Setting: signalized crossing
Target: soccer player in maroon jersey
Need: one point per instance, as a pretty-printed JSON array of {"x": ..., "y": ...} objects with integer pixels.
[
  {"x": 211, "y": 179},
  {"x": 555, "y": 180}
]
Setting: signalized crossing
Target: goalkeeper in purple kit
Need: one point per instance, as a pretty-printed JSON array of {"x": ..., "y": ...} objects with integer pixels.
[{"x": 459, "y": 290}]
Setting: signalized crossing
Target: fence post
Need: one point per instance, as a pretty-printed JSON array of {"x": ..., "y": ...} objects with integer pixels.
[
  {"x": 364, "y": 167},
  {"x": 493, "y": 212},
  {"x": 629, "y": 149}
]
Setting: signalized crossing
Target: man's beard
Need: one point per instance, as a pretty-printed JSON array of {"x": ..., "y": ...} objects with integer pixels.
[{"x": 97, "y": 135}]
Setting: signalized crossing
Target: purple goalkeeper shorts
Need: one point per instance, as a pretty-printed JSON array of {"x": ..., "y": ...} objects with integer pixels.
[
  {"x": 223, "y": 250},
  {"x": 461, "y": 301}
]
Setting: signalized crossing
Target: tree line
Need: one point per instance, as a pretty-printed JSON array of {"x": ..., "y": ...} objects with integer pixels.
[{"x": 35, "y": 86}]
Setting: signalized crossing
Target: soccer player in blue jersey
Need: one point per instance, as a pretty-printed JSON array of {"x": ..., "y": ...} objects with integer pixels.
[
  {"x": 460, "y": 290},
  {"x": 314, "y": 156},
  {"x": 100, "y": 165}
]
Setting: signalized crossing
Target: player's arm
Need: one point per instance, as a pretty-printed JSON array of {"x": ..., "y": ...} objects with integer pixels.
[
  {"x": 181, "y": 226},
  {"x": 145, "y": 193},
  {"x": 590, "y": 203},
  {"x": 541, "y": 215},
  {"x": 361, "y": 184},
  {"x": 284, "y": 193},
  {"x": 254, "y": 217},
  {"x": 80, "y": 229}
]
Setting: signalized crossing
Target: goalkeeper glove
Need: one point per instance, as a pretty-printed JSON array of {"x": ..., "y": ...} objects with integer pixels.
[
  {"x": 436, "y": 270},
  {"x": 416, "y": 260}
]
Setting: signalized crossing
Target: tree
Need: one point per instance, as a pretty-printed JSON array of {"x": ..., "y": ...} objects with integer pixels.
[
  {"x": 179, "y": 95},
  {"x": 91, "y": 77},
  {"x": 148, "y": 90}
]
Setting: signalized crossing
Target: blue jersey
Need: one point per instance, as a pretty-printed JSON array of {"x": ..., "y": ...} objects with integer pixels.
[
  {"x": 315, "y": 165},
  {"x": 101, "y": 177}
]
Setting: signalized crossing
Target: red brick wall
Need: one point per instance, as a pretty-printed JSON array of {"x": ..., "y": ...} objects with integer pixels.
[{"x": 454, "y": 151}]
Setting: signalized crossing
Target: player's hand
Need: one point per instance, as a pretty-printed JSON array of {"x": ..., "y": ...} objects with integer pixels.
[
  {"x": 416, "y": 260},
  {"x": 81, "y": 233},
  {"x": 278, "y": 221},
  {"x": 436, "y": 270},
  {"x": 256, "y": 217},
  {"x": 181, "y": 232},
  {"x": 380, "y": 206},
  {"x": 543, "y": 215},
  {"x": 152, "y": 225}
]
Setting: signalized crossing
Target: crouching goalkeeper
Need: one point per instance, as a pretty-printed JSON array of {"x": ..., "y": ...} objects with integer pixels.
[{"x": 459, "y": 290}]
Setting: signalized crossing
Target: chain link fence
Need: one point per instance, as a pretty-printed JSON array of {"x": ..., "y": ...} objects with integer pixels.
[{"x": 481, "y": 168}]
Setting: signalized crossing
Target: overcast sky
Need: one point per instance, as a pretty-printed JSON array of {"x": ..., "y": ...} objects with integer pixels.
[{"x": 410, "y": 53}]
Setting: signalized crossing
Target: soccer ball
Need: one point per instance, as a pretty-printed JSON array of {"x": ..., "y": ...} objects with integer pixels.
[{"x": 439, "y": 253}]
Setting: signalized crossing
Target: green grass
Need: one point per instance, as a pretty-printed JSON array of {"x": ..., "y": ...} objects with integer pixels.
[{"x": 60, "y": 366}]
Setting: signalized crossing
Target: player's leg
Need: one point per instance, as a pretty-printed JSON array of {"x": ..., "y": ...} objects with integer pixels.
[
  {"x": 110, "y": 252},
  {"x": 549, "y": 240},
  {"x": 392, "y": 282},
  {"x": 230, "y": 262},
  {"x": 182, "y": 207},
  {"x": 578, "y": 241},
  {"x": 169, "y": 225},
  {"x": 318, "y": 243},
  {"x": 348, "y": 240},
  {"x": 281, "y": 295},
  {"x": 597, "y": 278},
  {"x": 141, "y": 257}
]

################

Work required:
What number of lines in the listing contain the word "player"? Supply the number with no accompanying text.

Task response:
5